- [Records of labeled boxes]
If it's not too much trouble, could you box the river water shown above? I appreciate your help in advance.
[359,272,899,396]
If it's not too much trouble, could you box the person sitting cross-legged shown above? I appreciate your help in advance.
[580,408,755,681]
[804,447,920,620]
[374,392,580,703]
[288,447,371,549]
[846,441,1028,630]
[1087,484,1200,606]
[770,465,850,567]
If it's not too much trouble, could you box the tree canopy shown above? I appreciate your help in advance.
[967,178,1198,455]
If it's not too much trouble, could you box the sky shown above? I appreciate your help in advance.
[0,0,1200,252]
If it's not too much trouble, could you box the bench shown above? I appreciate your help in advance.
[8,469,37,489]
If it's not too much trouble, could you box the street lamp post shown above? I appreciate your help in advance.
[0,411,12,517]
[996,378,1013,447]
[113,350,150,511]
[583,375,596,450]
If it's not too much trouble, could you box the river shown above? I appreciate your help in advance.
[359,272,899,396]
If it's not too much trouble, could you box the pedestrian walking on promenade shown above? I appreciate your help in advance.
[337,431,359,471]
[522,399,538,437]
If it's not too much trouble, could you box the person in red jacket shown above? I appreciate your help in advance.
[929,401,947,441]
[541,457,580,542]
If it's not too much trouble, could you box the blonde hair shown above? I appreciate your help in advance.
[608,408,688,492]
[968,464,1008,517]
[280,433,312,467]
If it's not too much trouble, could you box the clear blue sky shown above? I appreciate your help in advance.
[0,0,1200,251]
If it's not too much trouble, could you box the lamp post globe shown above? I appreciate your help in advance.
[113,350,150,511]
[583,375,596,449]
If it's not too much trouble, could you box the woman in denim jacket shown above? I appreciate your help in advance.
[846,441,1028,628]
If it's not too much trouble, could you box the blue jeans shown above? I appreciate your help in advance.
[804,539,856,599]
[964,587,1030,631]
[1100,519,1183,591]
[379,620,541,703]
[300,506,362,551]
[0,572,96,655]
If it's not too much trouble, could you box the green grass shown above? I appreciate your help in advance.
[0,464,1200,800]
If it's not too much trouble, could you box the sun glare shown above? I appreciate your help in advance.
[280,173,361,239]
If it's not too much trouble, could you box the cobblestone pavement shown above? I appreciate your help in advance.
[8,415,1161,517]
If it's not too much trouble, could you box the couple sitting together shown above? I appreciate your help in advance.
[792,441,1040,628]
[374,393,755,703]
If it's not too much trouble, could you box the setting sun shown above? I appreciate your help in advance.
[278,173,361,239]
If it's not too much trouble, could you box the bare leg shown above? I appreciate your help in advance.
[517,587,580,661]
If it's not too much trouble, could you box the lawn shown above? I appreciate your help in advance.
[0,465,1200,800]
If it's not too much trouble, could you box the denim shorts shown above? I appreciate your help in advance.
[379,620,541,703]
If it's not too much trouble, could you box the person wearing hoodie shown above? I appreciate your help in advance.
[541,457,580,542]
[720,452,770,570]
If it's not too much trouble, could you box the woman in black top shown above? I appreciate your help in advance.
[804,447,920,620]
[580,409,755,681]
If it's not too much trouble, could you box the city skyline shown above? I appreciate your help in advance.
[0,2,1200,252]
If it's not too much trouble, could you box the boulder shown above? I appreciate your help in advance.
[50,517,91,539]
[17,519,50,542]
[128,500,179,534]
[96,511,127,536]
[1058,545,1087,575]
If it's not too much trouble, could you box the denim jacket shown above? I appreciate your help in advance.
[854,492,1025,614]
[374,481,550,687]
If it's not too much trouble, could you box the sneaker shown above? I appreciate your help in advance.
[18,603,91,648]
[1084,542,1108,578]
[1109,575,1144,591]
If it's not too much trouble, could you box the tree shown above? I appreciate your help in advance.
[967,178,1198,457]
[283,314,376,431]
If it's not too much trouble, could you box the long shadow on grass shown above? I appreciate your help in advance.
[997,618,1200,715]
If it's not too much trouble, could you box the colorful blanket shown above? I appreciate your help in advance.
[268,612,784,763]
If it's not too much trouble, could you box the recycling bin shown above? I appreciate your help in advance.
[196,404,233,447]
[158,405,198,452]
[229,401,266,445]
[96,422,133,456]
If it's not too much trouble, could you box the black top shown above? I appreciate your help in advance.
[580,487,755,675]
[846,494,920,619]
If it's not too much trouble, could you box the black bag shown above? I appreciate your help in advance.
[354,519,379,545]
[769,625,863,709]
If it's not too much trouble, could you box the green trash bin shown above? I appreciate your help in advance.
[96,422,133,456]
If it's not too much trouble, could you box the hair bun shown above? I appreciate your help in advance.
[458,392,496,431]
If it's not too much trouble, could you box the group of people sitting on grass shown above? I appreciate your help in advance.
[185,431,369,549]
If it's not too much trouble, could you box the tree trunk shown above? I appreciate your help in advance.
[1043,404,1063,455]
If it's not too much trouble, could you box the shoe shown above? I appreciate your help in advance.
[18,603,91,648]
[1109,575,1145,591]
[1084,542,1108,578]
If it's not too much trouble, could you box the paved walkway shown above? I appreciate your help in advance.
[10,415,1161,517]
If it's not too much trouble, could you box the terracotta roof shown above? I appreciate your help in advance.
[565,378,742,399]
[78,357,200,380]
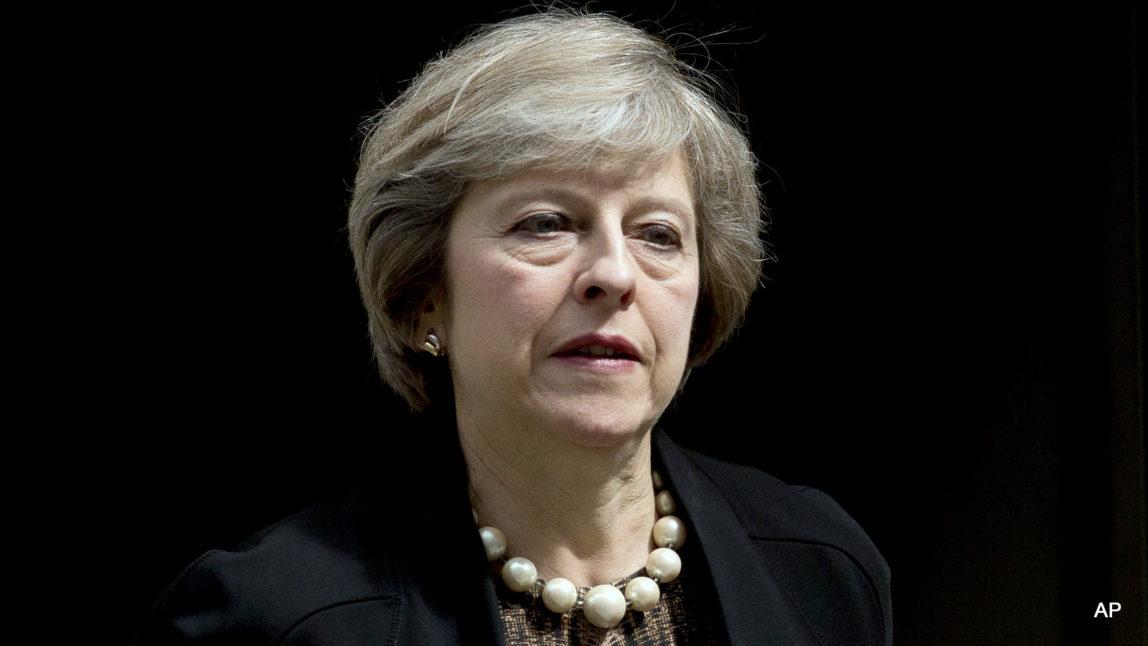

- [TASK GOAL] Render all of the lines above as a Markdown table with the columns "Row" and "Line", numbering each row and omitting blank lines. Leave the pictures out of the table.

- [EXERCISE ANSWER]
| Row | Line |
|---|---|
| 1 | If it's not too much trouble, could you box the river water shown above? I appreciate your help in advance. |
| 2 | [359,272,899,396] |
| 3 | If it's not too much trouble, could you box the person sitting cross-legged shown above? I appreciate your help in advance. |
| 4 | [580,408,755,681] |
| 5 | [804,447,920,620] |
| 6 | [374,392,580,703] |
| 7 | [288,447,371,549] |
| 8 | [846,441,1028,630] |
| 9 | [1087,484,1200,606] |
| 10 | [770,465,850,567] |
| 11 | If it's not too much trouble, could you box the tree canopy shown above? I appreciate your help in advance. |
| 12 | [967,178,1198,455] |
| 13 | If it's not too much trouble, could you box the sky shown above? I appreciate your help in advance. |
| 14 | [0,0,1200,252] |
| 15 | If it's not too much trouble, could you box the bench shown above? I appreciate your help in advance. |
| 16 | [8,469,37,489] |
| 17 | If it's not too much trouble, could you box the street lamp post shown above? I appreciate your help in advance. |
| 18 | [0,411,12,517] |
| 19 | [996,378,1013,447] |
| 20 | [113,350,150,511] |
| 21 | [583,375,596,450] |
| 22 | If it's not too much trouble, could you box the river shown above? I appreciate your help in advance. |
| 23 | [359,272,899,396] |
| 24 | If it's not too much trouble, could you box the pedestrian walking on promenade shown above? I appreciate your help in advance. |
| 25 | [337,431,359,471] |
| 26 | [522,399,538,437] |
| 27 | If it's not too much trouble, could you box the person in red jacket shown above? I appreciate your help in advance. |
| 28 | [929,401,947,441] |
| 29 | [541,457,580,542] |
| 30 | If it's not too much trouble, could you box the blonde hair shown above? I appreciate your help in advance. |
| 31 | [608,408,688,492] |
| 32 | [968,464,1008,517] |
| 33 | [280,433,312,467] |
| 34 | If it's not too much trouble, could you box the clear blue sky shown above? I appreciate your help in advance. |
| 35 | [0,0,1200,251] |
| 36 | If it's not too much trouble, could you box the lamp post globe shown above? I appreciate your help in advance. |
| 37 | [113,350,150,511] |
| 38 | [583,375,596,449] |
| 39 | If it's not too much trouble, could you box the woman in denim jacket shown above? I appreciate your help in advance. |
| 40 | [846,441,1028,628] |
| 41 | If it's not too much trouble, could you box the blue jeans shown above? I appreciate your help in advance. |
| 42 | [804,539,856,599] |
| 43 | [964,587,1030,631] |
| 44 | [1100,519,1183,591] |
| 45 | [379,620,541,703] |
| 46 | [300,506,362,551] |
| 47 | [0,572,96,655] |
| 48 | If it's not too much trouble, could you box the green grass shown above? I appreciate your help in advance. |
| 49 | [0,464,1200,800] |
| 50 | If it's not too much trouble, could you box the sun glare shown above? I appreciate your help in advance. |
| 51 | [280,173,361,239] |
| 52 | If it's not too much trouble, could you box the cobblestone pavement shown above? I appreciate your help in advance. |
| 53 | [8,415,1161,517] |
| 54 | If it's not too much trouble, could you box the couple sitting together shown above? I appreciate your help in advance. |
| 55 | [792,441,1040,628] |
| 56 | [374,393,755,703] |
| 57 | If it's not too much trouble, could you box the setting sun shown above? I appreciate your help in advance. |
| 58 | [278,173,361,239] |
| 59 | If it's not too much trouble, could you box the bare leg shown above? I appreciate your help in advance. |
| 60 | [517,587,580,661] |
| 61 | If it's not too much trouble, could you box the lawn shown above? I appreciate your help in advance. |
| 62 | [0,465,1200,800] |
| 63 | If it's not too much trouble, could you box the denim shorts shown above? I appreciate your help in advance. |
| 64 | [379,620,541,703] |
| 65 | If it's not too much trouble, could you box the person wearing hoodie shown above? I appreciate your help in advance. |
| 66 | [541,457,580,542] |
| 67 | [720,452,770,570] |
| 68 | If it's not too much trouble, could you box the woman in black top shown above? I appreciate your help in advance. |
| 69 | [804,447,920,620] |
| 70 | [580,409,755,681] |
| 71 | If it's not too much trouble, could you box the city skyline shown above? I appreciate your help in advance. |
| 72 | [0,2,1200,252] |
| 73 | If it's not too much trouble, could you box the boulder shown above? I appreciate your help in advance. |
| 74 | [50,517,91,539] |
| 75 | [17,519,50,542] |
| 76 | [128,500,179,534] |
| 77 | [96,511,127,536] |
| 78 | [1058,545,1087,575] |
| 79 | If it's not too much trouble, could you box the denim jacket shown above? I appreciate your help in advance. |
| 80 | [854,492,1025,614] |
| 81 | [374,481,550,687] |
| 82 | If it's not too much trouble, could you box the sneaker shown above? I appreciate your help in advance. |
| 83 | [18,603,91,648] |
| 84 | [1084,542,1108,578] |
| 85 | [1109,575,1144,591] |
| 86 | If it's not too much trouble, could you box the tree shown above? I appreciate your help in advance. |
| 87 | [967,178,1198,457] |
| 88 | [283,314,376,431] |
| 89 | If it's not too much trouble, could you box the long shadow on grass shown above? I appreciate your help in advance. |
| 90 | [997,618,1200,715] |
| 91 | If it's not too much trouble, could you box the colorful blanket shown above? I appreciate your help in advance. |
| 92 | [268,612,784,763] |
| 93 | If it's not too much trouble, could you box the recycling bin shown above? I appreciate your help in advance. |
| 94 | [196,404,233,447] |
| 95 | [158,405,198,452] |
| 96 | [229,401,266,445] |
| 97 | [96,422,133,456] |
| 98 | If it's not too much trouble, could you box the black top shown above? I appreciate your help in advance. |
| 99 | [580,487,755,675] |
| 100 | [846,494,920,619] |
| 101 | If it's not too much trouble, could you box the black bag shown above? I appreciate your help in advance. |
| 102 | [354,519,379,545] |
| 103 | [769,625,863,709] |
| 104 | If it's not too much trouble, could you box the green trash bin shown above? I appreciate your help in advance. |
| 105 | [96,422,133,456] |
| 106 | If it's not too much trouble, could you box the hair bun shown above? I appreciate your help in advance. |
| 107 | [458,392,496,431] |
| 108 | If it's not too much trouble, could you box the group of people sitting on grass shown above? I appreciate your help in advance. |
| 109 | [185,431,369,549] |
| 110 | If it's not too much trouble, could you box the tree trunk shown above? I appreciate your help in advance. |
| 111 | [1043,404,1063,455] |
| 112 | If it's not too much trouble, could you box the shoe shown above? I appreciate your help in advance. |
| 113 | [18,603,91,648] |
| 114 | [1109,575,1145,591] |
| 115 | [1084,542,1108,578] |
| 116 | If it's not too much trouble, could you box the paved walkway shown above? I appreciate your help in advance. |
| 117 | [10,415,1161,517] |
| 118 | If it's not too much trouble, could you box the terracotta roof shown above? I appreciate your help in advance. |
| 119 | [565,378,742,399] |
| 120 | [78,357,200,380] |